START AVAILABLE RECORDS
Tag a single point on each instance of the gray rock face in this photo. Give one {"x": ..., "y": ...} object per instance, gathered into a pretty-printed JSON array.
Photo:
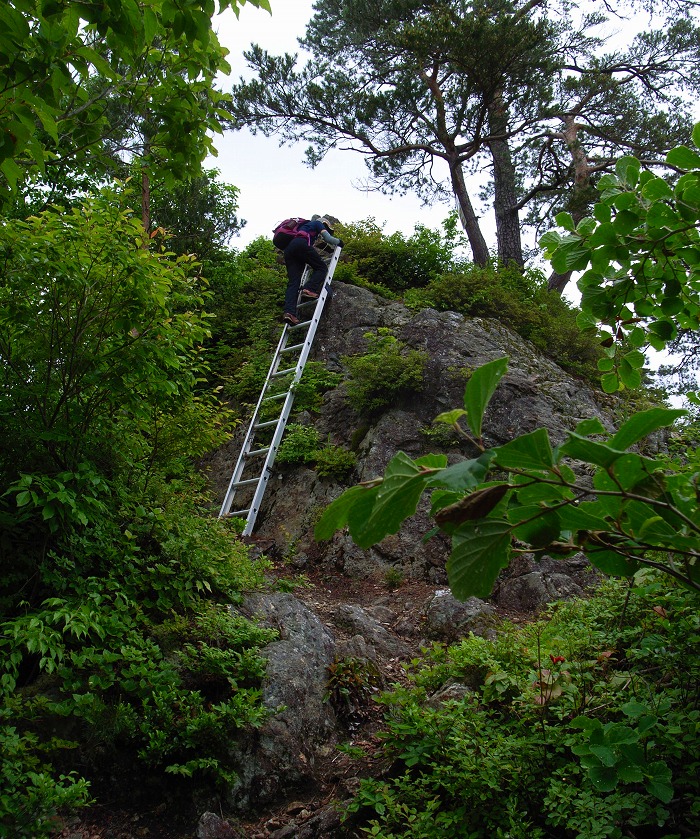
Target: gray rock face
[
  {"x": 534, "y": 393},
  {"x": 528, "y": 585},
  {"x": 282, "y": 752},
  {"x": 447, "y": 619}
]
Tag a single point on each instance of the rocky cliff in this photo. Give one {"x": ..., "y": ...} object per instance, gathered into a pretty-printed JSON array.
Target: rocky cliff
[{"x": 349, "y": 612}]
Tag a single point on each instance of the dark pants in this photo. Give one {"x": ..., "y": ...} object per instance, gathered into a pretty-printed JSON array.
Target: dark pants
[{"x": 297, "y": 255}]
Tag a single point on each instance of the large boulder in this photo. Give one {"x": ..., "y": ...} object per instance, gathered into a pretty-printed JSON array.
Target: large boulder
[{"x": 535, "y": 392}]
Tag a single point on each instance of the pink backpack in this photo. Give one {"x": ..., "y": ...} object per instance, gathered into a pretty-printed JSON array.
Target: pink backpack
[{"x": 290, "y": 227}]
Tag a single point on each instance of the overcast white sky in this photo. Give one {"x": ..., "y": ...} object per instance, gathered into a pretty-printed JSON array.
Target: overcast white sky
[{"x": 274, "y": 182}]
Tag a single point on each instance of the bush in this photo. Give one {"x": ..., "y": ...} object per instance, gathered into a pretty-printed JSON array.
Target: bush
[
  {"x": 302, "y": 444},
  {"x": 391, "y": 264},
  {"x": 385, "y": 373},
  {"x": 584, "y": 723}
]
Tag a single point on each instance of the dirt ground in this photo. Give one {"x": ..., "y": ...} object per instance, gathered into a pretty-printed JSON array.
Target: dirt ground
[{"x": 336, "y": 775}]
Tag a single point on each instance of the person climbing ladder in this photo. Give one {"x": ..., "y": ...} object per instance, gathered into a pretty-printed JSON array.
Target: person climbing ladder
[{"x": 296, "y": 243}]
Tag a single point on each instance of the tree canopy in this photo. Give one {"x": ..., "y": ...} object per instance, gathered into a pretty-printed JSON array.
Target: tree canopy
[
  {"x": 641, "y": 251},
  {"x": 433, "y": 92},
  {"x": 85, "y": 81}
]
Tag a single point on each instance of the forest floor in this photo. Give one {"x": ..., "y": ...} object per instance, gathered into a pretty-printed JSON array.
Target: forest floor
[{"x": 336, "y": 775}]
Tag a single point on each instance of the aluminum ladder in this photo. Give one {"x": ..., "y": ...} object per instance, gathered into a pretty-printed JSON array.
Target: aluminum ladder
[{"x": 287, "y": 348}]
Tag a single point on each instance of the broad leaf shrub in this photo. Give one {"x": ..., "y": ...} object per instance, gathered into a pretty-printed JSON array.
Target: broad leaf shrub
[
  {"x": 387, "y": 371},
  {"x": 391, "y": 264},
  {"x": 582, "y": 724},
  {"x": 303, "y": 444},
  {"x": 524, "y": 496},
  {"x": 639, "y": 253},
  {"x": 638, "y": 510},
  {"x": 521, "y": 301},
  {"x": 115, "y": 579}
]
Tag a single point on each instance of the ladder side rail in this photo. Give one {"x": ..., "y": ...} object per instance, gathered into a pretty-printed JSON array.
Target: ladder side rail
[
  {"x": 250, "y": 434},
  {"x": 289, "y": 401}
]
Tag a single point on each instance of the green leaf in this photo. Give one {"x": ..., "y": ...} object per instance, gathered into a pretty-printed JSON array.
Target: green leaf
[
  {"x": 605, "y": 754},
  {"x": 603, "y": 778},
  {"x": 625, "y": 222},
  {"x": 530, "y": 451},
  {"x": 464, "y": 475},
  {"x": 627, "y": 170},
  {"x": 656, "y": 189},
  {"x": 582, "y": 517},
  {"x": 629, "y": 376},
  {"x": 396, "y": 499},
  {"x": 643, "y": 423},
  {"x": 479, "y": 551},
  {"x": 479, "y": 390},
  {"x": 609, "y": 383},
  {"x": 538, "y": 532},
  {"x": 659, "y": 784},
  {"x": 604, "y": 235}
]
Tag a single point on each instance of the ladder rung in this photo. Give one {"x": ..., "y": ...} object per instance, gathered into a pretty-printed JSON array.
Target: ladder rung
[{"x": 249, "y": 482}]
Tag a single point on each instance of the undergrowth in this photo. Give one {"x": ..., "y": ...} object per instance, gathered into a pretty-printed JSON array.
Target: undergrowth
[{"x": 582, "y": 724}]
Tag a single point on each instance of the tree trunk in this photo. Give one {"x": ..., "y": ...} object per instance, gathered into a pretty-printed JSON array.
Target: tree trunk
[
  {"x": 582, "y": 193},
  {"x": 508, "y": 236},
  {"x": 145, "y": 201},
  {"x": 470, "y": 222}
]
END AVAILABLE RECORDS
WHAT IS NEEDED — The entries above need to be transcribed exactly, with the images left out.

EXERCISE SOLUTION —
Tag a single point on each instance of the gray rock face in this photo. Give one {"x": ..., "y": ...} object per instance, gathered into a pretty-printed JSON array.
Photo:
Target: gray rock face
[
  {"x": 534, "y": 393},
  {"x": 528, "y": 585},
  {"x": 282, "y": 752},
  {"x": 447, "y": 619}
]
Tag a single point on each instance of the rocky cliff in this photo. Give one {"x": ..., "y": ...} object per instance, gathered into a pretty-printed JSON array.
Target: rocky cliff
[{"x": 349, "y": 612}]
Tag a single point on each instance of the dark pants in this photo. Give one {"x": ..., "y": ...} object per instance, gathered into a pretty-printed JSON array.
Target: dark pants
[{"x": 297, "y": 255}]
Tag a single point on each instance of the large boulder in this photo. Give one {"x": ..., "y": ...} object per instance, gathered into a pretty-printed JSON array.
Target: large boulder
[{"x": 535, "y": 392}]
Tag a single point on each instance of the pink backpack in this photo. Give one {"x": ..., "y": ...} object per instance, gathered into a pretty-printed JSON array.
Target: pink backpack
[{"x": 290, "y": 227}]
Tag a single point on each instance of the overcast white sky in this photo. Give one {"x": ..., "y": ...} object per instance, gathered into a pretty-printed JSON array.
Target: overcast white sky
[{"x": 274, "y": 182}]
Tag a single point on each instance of the bush in this photo. Give one {"x": ..., "y": ...} object per instance, gathered into a pretty-printed JSON array.
Target: bush
[
  {"x": 302, "y": 444},
  {"x": 391, "y": 264},
  {"x": 385, "y": 373},
  {"x": 584, "y": 723}
]
Tag a single point on each instance of the dirt ground in this photo. Give one {"x": ..., "y": ...} object per instance, gathered into a pretty-printed JSON array.
Target: dirt ground
[{"x": 336, "y": 775}]
Tag a single point on each instance of the person climbing ladder in this photo. Give one {"x": ..., "y": ...} object per instance, gathered into a pretty-printed JSON array.
Target: person climbing ladder
[{"x": 296, "y": 243}]
Tag a single point on each instance of the tree canopy in this photo. Give one {"x": ..., "y": ...} object per instance, gathered into a pretty-printed JSON array.
Target: tree canopy
[
  {"x": 641, "y": 251},
  {"x": 433, "y": 92},
  {"x": 85, "y": 81}
]
Tag a single point on each instance of the forest floor in this photo. Give one {"x": ..., "y": ...} object per instance, gathered into a pretty-printed JSON array.
Target: forest floor
[{"x": 336, "y": 775}]
Tag a single point on each instance of the aluminum ladder in this photo. Give one {"x": ..., "y": ...} object per instance, gathered into a pretty-printed JSON array.
Target: aluminum ladder
[{"x": 287, "y": 348}]
Tag a single point on each instance of the broad leaf shrub in this photo. Give one {"x": ..., "y": ...} object per instance, gathered into a pretty-printed JSON array.
Target: broad leaf shrub
[
  {"x": 387, "y": 371},
  {"x": 391, "y": 264},
  {"x": 582, "y": 724},
  {"x": 303, "y": 444},
  {"x": 524, "y": 496},
  {"x": 639, "y": 253},
  {"x": 638, "y": 510},
  {"x": 521, "y": 301},
  {"x": 115, "y": 579}
]
Tag a single point on each instance of the ladder side rail in this photo. Give one {"x": ..., "y": ...} object per instance, gathered into a pretty-printed JSON array.
Target: ladder side rail
[
  {"x": 250, "y": 434},
  {"x": 289, "y": 401}
]
Tag a single point on each instance of the green leaf in this photo. Give one {"x": ..., "y": ...} object per instance, gathered into a pretty-printed JSON array.
Target: green leaf
[
  {"x": 605, "y": 754},
  {"x": 603, "y": 778},
  {"x": 625, "y": 222},
  {"x": 530, "y": 451},
  {"x": 464, "y": 475},
  {"x": 627, "y": 170},
  {"x": 656, "y": 189},
  {"x": 582, "y": 517},
  {"x": 629, "y": 376},
  {"x": 396, "y": 499},
  {"x": 643, "y": 423},
  {"x": 479, "y": 551},
  {"x": 479, "y": 390},
  {"x": 609, "y": 383},
  {"x": 538, "y": 532},
  {"x": 659, "y": 784},
  {"x": 604, "y": 235}
]
Tag a single point on each instance of the ladder rung in this photo. Give one {"x": ..., "y": ...} object per instance, gathered into a pretty-printed JSON array.
Target: ladder rung
[{"x": 249, "y": 482}]
Tag a single point on each instance of the undergrowth in this photo. Give one {"x": ..., "y": ...} object per instance, gathered into a pretty-printed JSON array.
Target: undergrowth
[{"x": 582, "y": 724}]
Tag a single point on each instance of the tree trunk in this photo. Give one {"x": ..., "y": ...} object per instance, gathered into a pretty-printed JSON array.
Target: tree trunk
[
  {"x": 582, "y": 193},
  {"x": 508, "y": 236},
  {"x": 145, "y": 201},
  {"x": 470, "y": 222}
]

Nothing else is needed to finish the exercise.